BEGIN Supplied material

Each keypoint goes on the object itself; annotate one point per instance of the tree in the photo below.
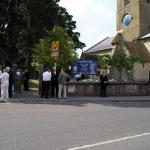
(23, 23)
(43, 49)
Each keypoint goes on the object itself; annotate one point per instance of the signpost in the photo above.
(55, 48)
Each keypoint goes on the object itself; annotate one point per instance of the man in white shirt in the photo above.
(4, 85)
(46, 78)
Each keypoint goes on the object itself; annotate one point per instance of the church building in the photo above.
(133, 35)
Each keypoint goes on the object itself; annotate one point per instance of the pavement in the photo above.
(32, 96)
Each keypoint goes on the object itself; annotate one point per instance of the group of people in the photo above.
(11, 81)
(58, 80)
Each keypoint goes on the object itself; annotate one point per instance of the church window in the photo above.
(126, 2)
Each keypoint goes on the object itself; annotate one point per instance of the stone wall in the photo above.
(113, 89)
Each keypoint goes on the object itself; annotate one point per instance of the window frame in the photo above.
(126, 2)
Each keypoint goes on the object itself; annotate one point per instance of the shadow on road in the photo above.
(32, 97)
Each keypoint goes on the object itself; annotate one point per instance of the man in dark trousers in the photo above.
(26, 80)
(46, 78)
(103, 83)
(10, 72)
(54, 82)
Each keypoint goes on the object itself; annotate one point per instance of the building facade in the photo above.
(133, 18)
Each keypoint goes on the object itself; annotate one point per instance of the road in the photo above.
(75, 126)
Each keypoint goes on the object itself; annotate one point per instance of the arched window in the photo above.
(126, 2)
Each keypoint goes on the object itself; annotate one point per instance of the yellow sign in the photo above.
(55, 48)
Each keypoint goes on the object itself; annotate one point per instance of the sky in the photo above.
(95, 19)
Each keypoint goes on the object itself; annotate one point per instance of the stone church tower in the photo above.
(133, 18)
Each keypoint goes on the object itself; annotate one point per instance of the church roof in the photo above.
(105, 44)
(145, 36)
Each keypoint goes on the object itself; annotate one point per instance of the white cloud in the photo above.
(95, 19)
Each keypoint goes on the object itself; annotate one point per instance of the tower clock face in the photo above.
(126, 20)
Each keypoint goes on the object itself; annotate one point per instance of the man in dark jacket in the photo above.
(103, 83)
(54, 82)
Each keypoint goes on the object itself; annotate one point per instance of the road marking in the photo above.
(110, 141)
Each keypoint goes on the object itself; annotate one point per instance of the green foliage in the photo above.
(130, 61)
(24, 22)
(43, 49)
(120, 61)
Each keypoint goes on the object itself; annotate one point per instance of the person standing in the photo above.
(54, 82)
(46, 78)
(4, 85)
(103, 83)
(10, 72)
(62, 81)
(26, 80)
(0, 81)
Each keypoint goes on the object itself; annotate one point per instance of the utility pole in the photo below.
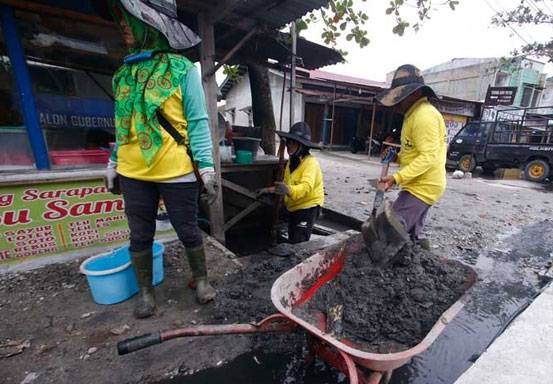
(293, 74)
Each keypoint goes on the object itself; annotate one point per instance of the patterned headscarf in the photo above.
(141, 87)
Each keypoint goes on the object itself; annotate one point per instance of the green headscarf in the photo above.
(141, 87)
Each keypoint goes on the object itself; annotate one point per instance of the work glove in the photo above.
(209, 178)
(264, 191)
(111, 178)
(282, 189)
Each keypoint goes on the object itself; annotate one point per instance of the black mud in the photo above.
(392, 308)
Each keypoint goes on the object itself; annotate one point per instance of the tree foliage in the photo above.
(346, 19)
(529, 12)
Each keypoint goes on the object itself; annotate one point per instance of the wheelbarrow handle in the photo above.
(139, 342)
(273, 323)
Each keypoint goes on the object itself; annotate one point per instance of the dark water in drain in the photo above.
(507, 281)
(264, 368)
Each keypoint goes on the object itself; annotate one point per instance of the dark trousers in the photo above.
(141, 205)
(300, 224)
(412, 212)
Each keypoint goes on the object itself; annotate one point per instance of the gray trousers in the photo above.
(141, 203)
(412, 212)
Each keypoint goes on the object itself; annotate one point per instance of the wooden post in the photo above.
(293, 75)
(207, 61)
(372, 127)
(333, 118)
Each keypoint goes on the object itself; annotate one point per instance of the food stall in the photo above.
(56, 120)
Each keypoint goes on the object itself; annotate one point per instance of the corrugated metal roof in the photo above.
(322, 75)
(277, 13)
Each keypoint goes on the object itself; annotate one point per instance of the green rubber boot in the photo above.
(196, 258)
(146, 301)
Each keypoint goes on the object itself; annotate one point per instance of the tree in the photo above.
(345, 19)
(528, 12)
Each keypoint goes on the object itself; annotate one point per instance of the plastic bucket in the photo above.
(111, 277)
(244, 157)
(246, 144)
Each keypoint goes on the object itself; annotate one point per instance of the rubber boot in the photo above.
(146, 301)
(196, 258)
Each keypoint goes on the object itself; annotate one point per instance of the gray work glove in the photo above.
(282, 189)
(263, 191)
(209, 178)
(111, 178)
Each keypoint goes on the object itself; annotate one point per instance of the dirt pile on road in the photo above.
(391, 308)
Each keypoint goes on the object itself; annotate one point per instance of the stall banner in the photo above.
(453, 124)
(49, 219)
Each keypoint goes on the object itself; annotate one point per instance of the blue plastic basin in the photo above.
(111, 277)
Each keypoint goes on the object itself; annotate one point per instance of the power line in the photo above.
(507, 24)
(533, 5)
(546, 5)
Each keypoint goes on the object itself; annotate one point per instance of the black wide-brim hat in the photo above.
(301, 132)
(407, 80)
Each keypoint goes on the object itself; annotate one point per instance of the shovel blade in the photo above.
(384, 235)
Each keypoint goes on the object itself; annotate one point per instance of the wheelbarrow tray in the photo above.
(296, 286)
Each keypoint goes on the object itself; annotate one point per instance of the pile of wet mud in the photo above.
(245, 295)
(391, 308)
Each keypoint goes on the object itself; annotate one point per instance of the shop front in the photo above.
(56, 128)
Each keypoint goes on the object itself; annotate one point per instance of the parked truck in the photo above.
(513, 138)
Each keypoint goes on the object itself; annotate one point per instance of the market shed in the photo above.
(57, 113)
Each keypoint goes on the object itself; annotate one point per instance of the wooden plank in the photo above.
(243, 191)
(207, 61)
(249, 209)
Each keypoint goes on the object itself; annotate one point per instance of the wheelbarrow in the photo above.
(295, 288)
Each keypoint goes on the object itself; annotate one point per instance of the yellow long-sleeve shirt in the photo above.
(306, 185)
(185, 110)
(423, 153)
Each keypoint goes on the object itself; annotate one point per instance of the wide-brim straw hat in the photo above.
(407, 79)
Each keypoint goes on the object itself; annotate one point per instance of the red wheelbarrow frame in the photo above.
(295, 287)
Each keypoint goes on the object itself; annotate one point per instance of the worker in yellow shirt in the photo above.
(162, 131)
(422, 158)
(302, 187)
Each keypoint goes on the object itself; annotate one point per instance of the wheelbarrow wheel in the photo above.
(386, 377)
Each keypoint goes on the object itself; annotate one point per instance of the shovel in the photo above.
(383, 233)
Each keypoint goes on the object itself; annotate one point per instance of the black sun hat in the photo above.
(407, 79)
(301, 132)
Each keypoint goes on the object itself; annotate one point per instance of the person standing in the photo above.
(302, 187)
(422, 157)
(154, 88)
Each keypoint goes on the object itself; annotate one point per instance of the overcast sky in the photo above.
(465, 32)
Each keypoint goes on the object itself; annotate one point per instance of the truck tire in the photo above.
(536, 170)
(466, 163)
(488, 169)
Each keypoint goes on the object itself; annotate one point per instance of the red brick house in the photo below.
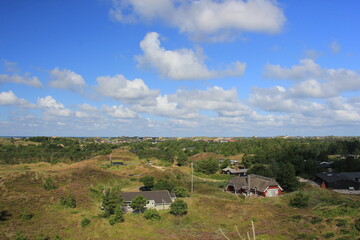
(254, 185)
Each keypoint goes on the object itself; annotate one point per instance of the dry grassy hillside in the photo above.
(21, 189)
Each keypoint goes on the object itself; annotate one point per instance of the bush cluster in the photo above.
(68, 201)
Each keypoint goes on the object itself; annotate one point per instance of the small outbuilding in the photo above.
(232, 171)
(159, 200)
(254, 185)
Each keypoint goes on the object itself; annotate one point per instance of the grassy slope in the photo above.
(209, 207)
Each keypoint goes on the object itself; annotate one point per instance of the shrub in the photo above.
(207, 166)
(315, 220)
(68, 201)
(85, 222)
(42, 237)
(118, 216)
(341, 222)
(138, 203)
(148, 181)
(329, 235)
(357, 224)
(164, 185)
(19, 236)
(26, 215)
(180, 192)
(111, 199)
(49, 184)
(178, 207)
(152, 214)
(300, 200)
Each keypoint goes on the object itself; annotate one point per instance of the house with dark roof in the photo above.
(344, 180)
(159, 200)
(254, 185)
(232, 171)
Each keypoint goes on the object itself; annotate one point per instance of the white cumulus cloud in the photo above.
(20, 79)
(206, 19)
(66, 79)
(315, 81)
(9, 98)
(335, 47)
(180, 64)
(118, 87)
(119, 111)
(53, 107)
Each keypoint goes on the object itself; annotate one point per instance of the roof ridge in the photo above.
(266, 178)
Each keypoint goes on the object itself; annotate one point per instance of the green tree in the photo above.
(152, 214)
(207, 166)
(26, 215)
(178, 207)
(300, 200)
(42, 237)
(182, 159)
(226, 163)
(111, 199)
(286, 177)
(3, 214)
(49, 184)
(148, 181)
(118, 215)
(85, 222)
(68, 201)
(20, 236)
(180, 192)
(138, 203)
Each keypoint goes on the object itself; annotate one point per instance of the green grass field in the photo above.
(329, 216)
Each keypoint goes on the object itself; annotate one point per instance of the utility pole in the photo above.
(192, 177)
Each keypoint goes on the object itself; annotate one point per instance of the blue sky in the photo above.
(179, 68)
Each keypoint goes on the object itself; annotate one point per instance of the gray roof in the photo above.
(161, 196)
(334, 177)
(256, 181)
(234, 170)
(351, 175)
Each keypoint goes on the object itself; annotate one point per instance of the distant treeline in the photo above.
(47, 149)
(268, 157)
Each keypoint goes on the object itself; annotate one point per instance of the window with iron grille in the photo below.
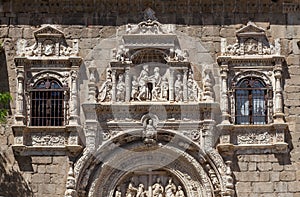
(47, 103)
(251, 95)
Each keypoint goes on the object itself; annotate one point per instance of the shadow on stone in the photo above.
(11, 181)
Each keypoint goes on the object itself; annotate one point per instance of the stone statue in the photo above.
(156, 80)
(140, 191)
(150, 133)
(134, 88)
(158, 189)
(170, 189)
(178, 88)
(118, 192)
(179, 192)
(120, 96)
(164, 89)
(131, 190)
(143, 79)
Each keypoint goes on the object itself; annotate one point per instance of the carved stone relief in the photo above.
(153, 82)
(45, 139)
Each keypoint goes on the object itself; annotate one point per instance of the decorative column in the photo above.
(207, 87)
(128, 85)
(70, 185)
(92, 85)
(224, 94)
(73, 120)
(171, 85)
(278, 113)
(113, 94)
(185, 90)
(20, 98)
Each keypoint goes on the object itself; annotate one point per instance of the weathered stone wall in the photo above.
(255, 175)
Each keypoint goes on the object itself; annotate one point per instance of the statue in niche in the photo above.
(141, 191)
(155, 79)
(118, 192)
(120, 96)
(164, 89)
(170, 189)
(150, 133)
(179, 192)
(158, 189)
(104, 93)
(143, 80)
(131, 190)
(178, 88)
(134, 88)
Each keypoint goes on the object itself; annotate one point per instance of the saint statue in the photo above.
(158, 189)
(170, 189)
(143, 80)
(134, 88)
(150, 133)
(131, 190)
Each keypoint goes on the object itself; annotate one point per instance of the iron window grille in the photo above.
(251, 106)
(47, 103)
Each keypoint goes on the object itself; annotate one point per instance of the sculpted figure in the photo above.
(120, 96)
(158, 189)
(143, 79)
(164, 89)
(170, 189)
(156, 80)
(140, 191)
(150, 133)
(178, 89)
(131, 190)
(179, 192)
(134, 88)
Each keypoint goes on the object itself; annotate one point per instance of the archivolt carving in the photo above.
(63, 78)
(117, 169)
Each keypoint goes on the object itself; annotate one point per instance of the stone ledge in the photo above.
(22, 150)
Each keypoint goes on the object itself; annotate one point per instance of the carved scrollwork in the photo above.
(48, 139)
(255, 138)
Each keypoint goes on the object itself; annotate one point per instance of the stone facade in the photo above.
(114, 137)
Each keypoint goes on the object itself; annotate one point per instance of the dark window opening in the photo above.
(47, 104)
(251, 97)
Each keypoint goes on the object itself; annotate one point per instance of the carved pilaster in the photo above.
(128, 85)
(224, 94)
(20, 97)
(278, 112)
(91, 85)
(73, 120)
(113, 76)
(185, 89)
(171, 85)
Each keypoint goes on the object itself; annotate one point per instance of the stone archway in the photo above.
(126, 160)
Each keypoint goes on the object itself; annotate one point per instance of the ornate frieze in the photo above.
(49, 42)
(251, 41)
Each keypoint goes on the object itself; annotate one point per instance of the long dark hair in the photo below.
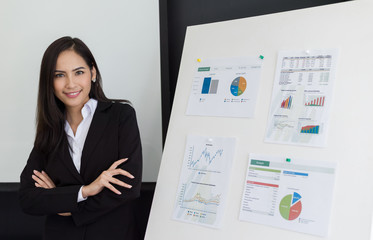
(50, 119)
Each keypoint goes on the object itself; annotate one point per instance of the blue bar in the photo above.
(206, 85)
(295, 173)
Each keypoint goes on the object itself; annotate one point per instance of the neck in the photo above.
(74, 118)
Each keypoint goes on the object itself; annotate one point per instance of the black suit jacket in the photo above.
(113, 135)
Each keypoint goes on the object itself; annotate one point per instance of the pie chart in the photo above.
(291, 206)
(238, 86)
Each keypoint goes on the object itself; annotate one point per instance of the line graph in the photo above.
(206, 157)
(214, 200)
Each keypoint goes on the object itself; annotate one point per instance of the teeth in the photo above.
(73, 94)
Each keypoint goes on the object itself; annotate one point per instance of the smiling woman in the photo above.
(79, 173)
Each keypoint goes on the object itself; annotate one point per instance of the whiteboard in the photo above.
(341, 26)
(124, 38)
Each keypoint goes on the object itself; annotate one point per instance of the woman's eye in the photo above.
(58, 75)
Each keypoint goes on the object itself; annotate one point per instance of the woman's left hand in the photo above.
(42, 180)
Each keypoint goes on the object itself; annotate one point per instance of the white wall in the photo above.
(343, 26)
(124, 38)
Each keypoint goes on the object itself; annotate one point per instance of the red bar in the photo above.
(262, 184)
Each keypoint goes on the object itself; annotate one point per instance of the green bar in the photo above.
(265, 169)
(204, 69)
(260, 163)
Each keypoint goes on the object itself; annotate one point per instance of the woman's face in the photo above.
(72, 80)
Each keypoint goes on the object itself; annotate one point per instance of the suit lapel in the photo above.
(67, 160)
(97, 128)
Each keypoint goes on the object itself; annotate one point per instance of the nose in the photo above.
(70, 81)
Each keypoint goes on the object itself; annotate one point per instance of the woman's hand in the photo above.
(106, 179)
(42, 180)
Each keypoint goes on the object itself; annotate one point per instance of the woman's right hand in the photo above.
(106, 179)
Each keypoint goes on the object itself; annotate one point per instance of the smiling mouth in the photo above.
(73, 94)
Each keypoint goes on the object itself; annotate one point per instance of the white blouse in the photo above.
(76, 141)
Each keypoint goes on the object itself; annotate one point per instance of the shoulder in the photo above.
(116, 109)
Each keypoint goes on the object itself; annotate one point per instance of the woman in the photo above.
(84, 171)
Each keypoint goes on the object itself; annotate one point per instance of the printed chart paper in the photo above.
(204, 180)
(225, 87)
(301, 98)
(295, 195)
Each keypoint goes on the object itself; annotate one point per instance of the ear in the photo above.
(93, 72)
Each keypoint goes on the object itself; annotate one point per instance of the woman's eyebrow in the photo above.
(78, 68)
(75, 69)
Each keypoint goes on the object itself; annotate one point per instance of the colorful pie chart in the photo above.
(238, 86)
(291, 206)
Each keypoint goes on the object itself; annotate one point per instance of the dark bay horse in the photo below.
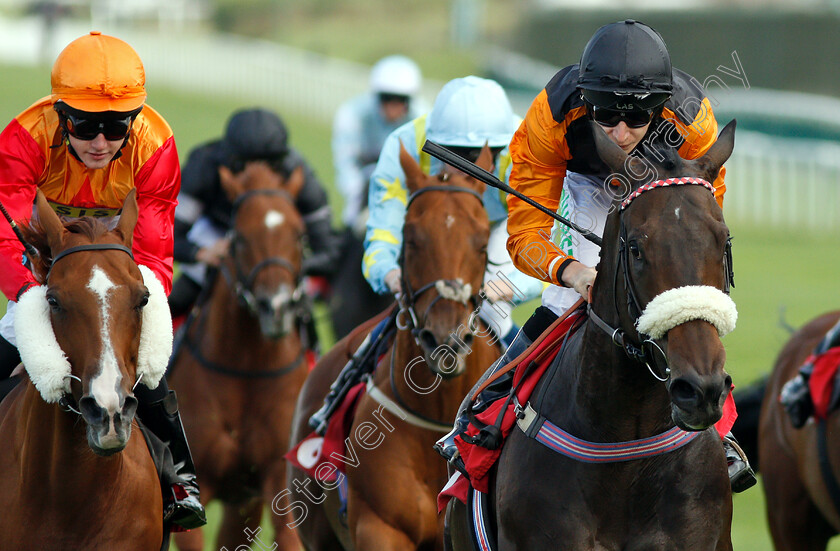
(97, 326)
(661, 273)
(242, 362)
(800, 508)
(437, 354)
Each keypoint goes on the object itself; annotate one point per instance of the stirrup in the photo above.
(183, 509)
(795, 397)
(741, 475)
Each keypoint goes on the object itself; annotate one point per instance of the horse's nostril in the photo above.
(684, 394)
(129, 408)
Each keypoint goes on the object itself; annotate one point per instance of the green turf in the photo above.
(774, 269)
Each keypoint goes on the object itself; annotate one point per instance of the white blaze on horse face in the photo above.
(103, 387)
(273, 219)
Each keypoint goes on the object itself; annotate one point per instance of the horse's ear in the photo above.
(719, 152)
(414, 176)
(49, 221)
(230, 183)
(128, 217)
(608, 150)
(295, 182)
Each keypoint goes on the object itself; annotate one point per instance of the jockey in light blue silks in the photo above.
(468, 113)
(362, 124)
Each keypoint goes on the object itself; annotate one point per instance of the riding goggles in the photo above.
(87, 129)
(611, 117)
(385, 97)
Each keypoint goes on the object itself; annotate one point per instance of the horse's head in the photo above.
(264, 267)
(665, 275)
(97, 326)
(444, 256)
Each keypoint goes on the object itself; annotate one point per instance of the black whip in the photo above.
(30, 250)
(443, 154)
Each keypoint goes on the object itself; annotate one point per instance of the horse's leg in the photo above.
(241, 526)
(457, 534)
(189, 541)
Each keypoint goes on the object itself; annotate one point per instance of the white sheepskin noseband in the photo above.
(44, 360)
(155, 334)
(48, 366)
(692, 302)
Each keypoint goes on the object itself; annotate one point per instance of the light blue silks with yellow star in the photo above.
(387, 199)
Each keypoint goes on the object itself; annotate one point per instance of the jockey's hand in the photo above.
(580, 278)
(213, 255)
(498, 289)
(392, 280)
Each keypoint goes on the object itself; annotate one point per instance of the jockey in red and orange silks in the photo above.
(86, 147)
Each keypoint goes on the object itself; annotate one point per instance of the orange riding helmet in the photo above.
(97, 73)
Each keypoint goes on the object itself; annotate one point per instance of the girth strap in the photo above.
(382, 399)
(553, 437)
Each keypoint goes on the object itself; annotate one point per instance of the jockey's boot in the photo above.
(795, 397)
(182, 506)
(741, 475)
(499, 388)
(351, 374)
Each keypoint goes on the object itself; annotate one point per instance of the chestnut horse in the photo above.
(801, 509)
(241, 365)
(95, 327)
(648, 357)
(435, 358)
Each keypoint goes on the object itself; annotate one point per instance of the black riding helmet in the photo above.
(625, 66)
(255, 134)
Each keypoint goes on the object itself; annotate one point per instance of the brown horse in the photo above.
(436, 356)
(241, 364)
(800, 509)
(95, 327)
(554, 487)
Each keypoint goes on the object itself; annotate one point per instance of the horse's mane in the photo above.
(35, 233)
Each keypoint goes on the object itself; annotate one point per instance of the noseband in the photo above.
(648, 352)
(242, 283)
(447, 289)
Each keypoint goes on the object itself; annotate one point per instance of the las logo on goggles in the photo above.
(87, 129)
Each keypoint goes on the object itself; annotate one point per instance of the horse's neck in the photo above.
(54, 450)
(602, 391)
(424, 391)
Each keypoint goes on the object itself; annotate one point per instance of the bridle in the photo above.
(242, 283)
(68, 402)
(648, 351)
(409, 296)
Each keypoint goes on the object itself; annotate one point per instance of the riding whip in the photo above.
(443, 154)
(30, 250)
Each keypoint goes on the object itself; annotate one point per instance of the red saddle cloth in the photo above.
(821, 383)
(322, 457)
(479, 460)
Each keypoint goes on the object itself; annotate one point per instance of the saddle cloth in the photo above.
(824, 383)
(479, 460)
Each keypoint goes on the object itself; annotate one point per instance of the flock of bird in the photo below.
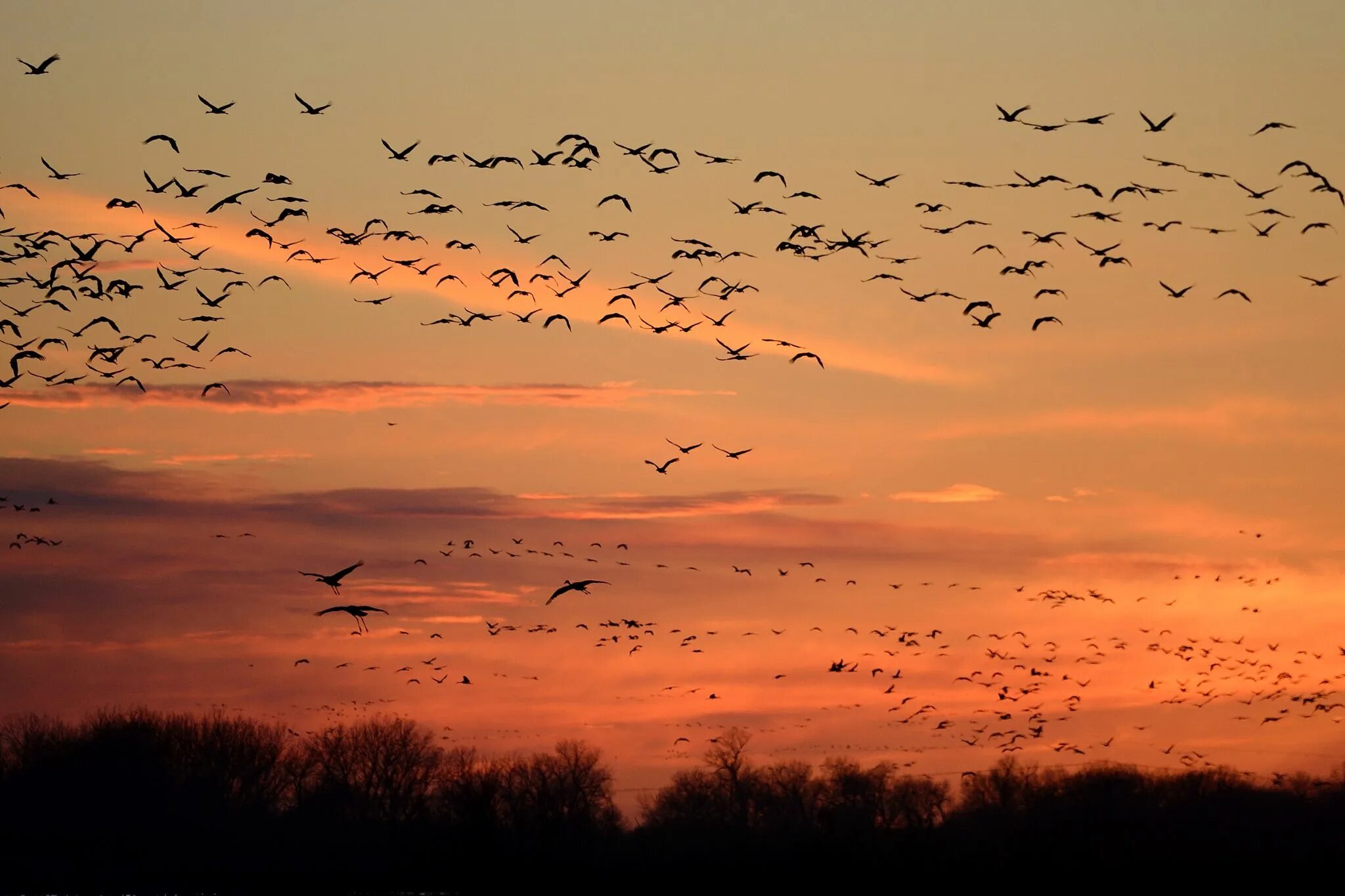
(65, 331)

END Supplied material

**Aim:** Write out an exact copy of the lines beginning at the line that contains "black riding helmet in the photo above." and ending at the last line of the listing. Exclude pictures.

**Solved problem:**
Each keypoint goes on the object itself; annotate one point per instance of the black riding helmet in the photo above.
(625, 66)
(255, 134)
Each keypoint goes on the object itself; annotate one point per instance of the brown horse in the photo above.
(436, 356)
(241, 364)
(800, 509)
(95, 327)
(554, 487)
Each keypoint goes on the object itself; annotate one point per instance of the horse's mane in the photo above.
(35, 233)
Each keypoint goes on the object itself; annotate one point per instance of the noseband in the photo above.
(648, 352)
(242, 283)
(447, 289)
Each keypoint goes on the object itself; annotate one point per instance of the las logo on goggles in the photo above.
(87, 129)
Each keypoint goes on the object itself; annotate one point per instance of the horse's neck in the photo above.
(54, 450)
(602, 391)
(424, 391)
Each keypoint goes on the object itself; annotate one point per instance of the bridle in the photo above.
(242, 283)
(68, 402)
(648, 351)
(409, 296)
Each keypoint goes on the object itself; annotate one point per instance of the riding whip in the photo above.
(443, 154)
(30, 250)
Each keypoint goes on the object itself; annotate one point per instance of the red saddle cloth in the photo above.
(821, 383)
(322, 457)
(479, 460)
Each keypoint goes on the object itself; annotate one point per instance of the saddle cloth in the photo above.
(824, 383)
(479, 460)
Each keypoint goes on the object itself; annotate one point per instance of the flock of bird in the photo below.
(65, 331)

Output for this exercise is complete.